DATA EXTRACTS -
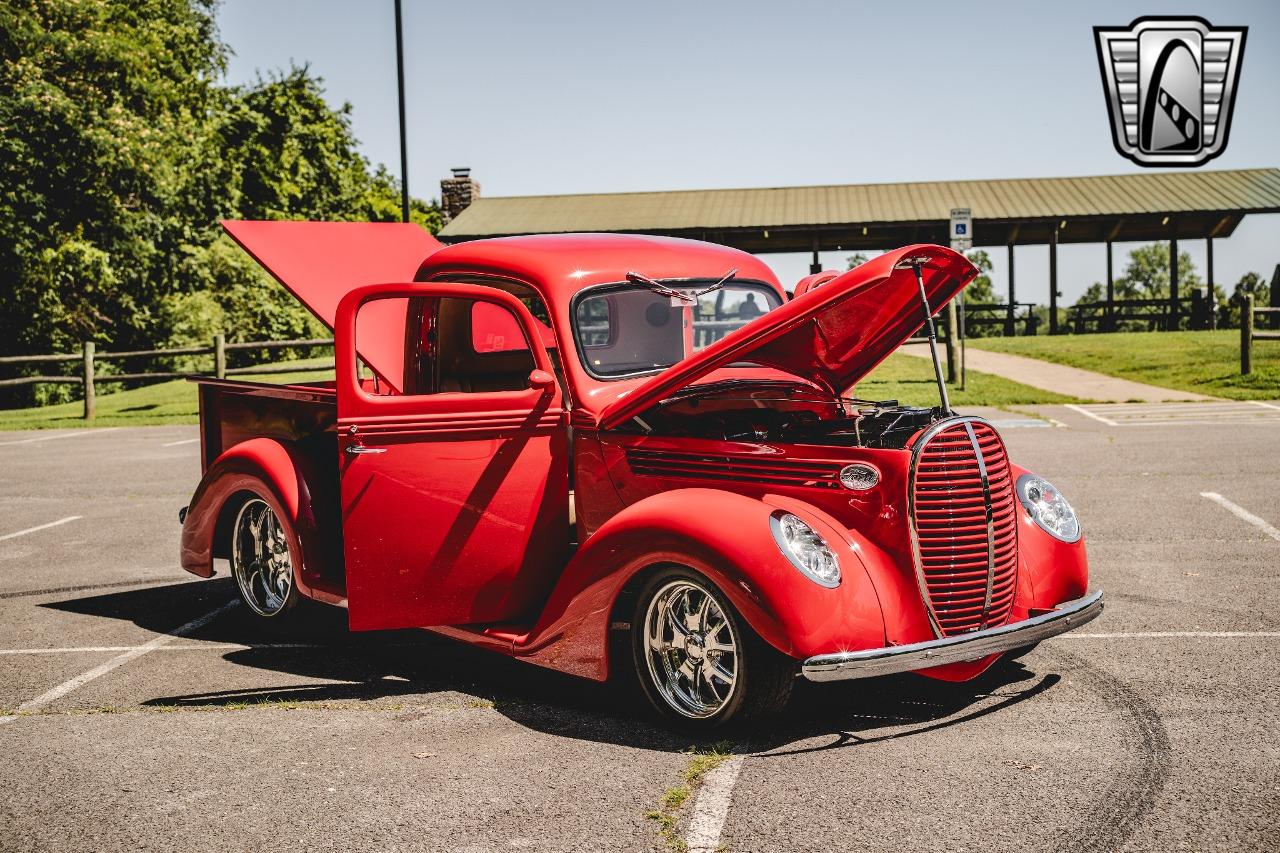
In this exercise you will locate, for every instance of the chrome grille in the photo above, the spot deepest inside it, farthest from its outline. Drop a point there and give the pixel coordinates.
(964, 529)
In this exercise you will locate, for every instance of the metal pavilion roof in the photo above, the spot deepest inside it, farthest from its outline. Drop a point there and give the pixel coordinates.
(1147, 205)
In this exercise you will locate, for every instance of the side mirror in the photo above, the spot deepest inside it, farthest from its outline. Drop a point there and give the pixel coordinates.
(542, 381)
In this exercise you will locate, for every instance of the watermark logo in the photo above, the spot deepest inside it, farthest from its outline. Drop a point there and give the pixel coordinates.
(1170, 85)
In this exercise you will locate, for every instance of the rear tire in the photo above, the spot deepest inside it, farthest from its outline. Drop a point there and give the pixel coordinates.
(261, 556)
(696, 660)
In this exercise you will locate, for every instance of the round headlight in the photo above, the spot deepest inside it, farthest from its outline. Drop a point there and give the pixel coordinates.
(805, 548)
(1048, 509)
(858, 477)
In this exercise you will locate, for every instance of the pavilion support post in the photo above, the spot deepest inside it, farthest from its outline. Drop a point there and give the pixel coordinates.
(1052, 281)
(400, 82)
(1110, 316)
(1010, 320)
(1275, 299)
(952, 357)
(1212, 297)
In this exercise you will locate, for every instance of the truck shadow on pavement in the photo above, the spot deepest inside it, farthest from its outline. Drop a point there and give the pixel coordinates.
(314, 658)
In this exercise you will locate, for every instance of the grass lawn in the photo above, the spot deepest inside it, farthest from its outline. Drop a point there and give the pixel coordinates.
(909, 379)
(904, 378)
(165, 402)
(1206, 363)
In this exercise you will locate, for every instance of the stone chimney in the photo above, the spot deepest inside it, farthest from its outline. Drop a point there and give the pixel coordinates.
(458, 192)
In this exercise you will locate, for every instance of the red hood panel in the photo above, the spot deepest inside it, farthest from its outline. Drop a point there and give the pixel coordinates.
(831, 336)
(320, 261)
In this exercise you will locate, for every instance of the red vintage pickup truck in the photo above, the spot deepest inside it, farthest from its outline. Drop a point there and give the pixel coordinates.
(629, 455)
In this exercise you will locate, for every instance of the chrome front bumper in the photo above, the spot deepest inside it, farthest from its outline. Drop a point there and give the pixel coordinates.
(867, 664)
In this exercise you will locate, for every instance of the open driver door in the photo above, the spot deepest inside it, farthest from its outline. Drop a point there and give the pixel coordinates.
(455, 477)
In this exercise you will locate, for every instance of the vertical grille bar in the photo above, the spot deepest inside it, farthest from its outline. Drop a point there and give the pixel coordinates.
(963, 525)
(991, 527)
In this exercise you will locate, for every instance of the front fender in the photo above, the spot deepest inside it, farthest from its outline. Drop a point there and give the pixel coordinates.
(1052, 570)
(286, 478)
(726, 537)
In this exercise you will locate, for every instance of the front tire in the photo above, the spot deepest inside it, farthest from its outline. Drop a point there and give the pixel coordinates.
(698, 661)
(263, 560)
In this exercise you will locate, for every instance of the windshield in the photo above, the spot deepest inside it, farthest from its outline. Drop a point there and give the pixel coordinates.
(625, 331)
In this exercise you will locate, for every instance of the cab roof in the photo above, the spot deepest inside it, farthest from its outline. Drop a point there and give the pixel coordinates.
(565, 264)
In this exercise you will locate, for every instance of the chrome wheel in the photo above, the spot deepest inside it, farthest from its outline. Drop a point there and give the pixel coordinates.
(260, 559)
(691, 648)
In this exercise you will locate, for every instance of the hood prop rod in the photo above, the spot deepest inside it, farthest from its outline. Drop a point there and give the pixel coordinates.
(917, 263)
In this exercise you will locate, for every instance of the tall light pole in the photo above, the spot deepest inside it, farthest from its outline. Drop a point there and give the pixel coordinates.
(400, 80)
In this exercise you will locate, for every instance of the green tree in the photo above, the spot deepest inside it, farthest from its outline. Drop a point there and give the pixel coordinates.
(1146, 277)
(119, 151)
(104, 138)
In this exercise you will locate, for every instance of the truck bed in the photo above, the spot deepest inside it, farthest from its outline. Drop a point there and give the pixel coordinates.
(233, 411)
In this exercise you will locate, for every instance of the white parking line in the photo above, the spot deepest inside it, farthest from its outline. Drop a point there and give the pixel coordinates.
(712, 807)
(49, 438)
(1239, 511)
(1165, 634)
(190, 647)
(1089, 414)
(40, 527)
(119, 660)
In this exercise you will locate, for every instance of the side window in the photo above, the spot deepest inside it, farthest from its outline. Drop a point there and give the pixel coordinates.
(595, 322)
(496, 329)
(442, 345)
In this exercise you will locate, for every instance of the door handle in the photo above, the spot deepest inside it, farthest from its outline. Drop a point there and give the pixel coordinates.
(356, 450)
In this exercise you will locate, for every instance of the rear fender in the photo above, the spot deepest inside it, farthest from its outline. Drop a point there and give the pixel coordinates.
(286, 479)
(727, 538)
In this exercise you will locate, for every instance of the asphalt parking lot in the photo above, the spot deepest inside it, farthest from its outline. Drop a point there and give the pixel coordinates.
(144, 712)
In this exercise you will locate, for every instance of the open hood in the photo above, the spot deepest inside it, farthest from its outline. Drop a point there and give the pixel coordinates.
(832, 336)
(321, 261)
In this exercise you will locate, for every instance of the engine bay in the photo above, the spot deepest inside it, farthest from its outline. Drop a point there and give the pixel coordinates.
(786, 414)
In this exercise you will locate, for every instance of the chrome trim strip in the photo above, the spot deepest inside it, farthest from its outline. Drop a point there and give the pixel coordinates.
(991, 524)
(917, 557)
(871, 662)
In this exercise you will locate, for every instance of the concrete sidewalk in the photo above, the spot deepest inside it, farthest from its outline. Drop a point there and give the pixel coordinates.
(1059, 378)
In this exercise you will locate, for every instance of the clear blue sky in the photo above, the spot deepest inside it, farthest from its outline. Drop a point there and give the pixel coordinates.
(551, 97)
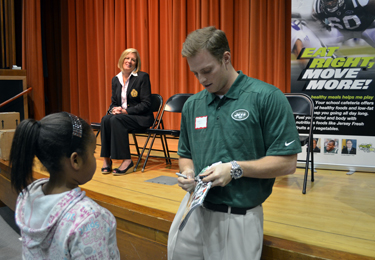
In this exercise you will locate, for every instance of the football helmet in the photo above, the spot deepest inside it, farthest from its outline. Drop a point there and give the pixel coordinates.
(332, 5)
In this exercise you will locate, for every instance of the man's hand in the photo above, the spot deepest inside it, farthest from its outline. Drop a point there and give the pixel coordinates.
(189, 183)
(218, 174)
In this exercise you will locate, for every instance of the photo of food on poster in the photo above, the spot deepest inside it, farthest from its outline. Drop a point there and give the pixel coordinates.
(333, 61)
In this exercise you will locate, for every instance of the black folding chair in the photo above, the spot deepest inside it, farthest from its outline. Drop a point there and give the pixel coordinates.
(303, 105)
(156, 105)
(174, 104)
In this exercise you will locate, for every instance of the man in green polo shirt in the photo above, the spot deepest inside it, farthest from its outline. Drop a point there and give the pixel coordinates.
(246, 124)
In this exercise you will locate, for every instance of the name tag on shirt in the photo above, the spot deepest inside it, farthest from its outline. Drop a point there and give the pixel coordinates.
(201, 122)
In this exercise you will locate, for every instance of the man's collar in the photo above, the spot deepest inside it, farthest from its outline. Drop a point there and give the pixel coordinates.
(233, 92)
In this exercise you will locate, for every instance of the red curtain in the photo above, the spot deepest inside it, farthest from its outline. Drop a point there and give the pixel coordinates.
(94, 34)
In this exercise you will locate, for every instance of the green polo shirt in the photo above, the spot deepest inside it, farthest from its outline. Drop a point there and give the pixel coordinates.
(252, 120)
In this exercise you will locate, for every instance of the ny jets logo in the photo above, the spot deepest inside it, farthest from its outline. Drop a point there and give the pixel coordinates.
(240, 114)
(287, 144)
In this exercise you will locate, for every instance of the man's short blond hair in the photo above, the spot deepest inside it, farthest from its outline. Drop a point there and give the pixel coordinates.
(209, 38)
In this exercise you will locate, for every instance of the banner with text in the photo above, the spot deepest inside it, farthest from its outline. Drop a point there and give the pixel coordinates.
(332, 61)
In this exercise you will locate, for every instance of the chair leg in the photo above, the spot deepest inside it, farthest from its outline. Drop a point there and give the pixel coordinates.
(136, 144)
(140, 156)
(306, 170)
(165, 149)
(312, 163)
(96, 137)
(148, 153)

TASK DETAILS -
Your answer must be the lines from the one holding "of the banner" to the end of the listing above, exactly as written and nothing else.

RESULT -
In this exercise you will locate, for every instance of the banner with text in the photo above, the spot deepest inside it, farthest from its outline. Drop a point there and give the pixel coordinates.
(332, 61)
In this exercise you will locate, for every instance of the chair leg in the photo above, the spot deepest inside it, farthest from its outline. Drop a point there and give the pixel coordinates.
(136, 144)
(140, 156)
(306, 170)
(165, 149)
(312, 163)
(96, 137)
(148, 153)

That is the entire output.